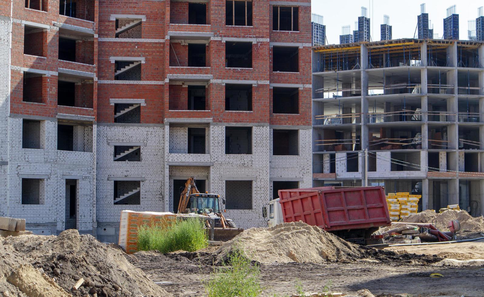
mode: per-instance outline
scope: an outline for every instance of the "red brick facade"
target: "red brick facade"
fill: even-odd
[[[310,0],[288,2],[294,5],[303,4],[299,6],[298,31],[273,31],[272,5],[269,1],[263,0],[252,2],[253,26],[247,27],[226,25],[226,1],[223,0],[212,0],[207,3],[207,25],[187,24],[188,2],[168,0],[78,1],[77,16],[93,21],[90,21],[60,15],[58,1],[44,2],[44,7],[46,3],[48,5],[46,12],[26,8],[23,1],[14,1],[12,50],[14,67],[11,101],[12,113],[55,117],[58,113],[69,112],[94,116],[98,122],[112,123],[114,120],[110,99],[142,99],[145,100],[146,105],[141,109],[141,123],[162,123],[166,118],[211,118],[214,122],[311,124],[311,95],[310,88],[308,87],[311,83],[311,49],[308,45],[311,43],[311,7],[308,5]],[[0,6],[0,14],[8,15],[10,12],[6,11],[8,7],[8,5]],[[115,38],[116,31],[113,15],[143,16],[145,18],[142,23],[142,38],[128,41],[119,38],[116,41],[110,39]],[[25,46],[39,53],[38,55],[42,57],[24,54],[22,21],[50,26],[50,29],[43,31],[41,29],[40,32],[30,33],[32,37],[40,37],[26,41],[29,43]],[[93,32],[93,37],[85,38],[82,42],[76,43],[76,60],[78,63],[59,60],[59,30],[54,27],[59,27],[56,24],[61,24],[61,28],[65,24]],[[206,67],[189,68],[187,67],[187,45],[179,41],[172,42],[170,45],[170,36],[183,34],[196,36],[197,33],[209,33],[210,35],[201,38],[207,41]],[[225,67],[224,39],[227,38],[232,38],[230,40],[232,41],[237,41],[234,38],[249,39],[252,42],[251,68]],[[149,40],[145,42],[143,39]],[[299,73],[272,72],[272,47],[270,43],[299,44],[295,45],[299,47]],[[121,81],[114,83],[115,63],[110,60],[111,57],[144,58],[145,60],[141,65],[141,81],[136,84]],[[31,89],[25,90],[23,89],[24,73],[19,68],[44,71],[49,74],[28,79],[31,81],[29,82],[31,83]],[[78,102],[82,102],[84,96],[92,96],[93,99],[91,103],[84,104],[84,106],[92,107],[91,110],[58,107],[57,75],[62,72],[60,69],[93,74],[95,78],[92,84],[76,86],[76,106],[82,104]],[[206,89],[206,109],[208,111],[185,110],[187,89],[179,85],[170,85],[166,80],[173,74],[211,75]],[[258,82],[253,87],[252,112],[225,110],[225,87],[220,82],[222,80]],[[146,83],[144,81],[149,82]],[[299,114],[272,114],[272,89],[269,83],[305,86],[299,89]],[[40,93],[42,98],[37,98],[39,96],[37,95],[35,99],[38,103],[23,101],[24,91],[38,94],[34,89],[40,85],[43,88]]]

[Aim of the exercise] Copy every line of the item above without any change, leaving out the picture.

[Output for this task]
mode: per-instance outline
scope: an outline for every instance of the "red brick facade"
target: "red brick facade"
fill: even-odd
[[[310,0],[288,2],[294,5],[303,4],[299,6],[298,31],[273,31],[272,5],[269,1],[263,0],[252,2],[253,26],[247,27],[226,25],[226,1],[223,0],[212,0],[207,3],[207,25],[187,24],[188,2],[168,0],[78,1],[77,16],[93,21],[90,21],[60,15],[58,1],[44,2],[44,7],[46,3],[48,5],[46,12],[26,8],[23,1],[14,1],[12,50],[14,67],[11,101],[12,113],[55,117],[58,113],[69,112],[94,116],[98,122],[112,123],[114,120],[110,99],[142,99],[145,100],[146,105],[141,109],[141,123],[162,123],[166,118],[211,118],[214,122],[311,124],[311,95],[310,88],[308,87],[311,83],[311,49],[308,45],[311,43],[311,7],[308,5]],[[0,6],[0,14],[8,15],[10,12],[6,11],[8,7],[8,5]],[[115,38],[116,31],[113,15],[143,16],[145,18],[142,23],[142,38],[128,41],[119,38],[116,41],[110,39]],[[25,46],[39,53],[38,55],[42,57],[24,54],[22,21],[50,26],[50,29],[43,31],[41,29],[40,32],[30,33],[32,37],[40,37],[26,41],[29,43]],[[93,32],[93,37],[85,38],[82,42],[76,43],[76,60],[78,63],[59,60],[59,30],[54,27],[59,27],[56,24],[61,24],[61,28],[65,24]],[[206,67],[189,68],[187,67],[187,45],[179,41],[172,42],[170,45],[170,36],[183,34],[196,36],[197,33],[209,33],[210,35],[201,38],[207,41]],[[225,67],[224,39],[227,38],[232,38],[230,40],[232,41],[237,41],[234,38],[249,39],[252,42],[251,68]],[[149,40],[145,42],[143,39]],[[299,73],[272,72],[272,47],[270,43],[299,44],[295,45],[299,47]],[[121,81],[114,83],[115,63],[110,60],[111,57],[144,58],[145,60],[141,65],[141,81],[136,84]],[[31,89],[25,90],[23,89],[24,73],[19,68],[44,71],[49,74],[28,79],[31,81],[29,82],[31,83]],[[78,102],[82,102],[84,96],[92,96],[93,99],[91,103],[84,104],[84,106],[92,107],[91,110],[58,107],[57,75],[62,72],[60,69],[93,74],[95,78],[92,84],[76,86],[76,106],[82,104]],[[206,89],[206,109],[208,111],[185,110],[187,89],[179,85],[170,85],[166,80],[173,74],[211,75]],[[258,82],[253,87],[252,112],[225,110],[225,87],[220,82],[222,80]],[[146,83],[144,81],[149,82]],[[299,114],[272,114],[272,89],[269,83],[305,86],[299,89]],[[40,93],[42,98],[37,98],[39,96],[37,95],[35,99],[38,103],[23,101],[24,91],[38,94],[34,89],[40,85],[43,88]]]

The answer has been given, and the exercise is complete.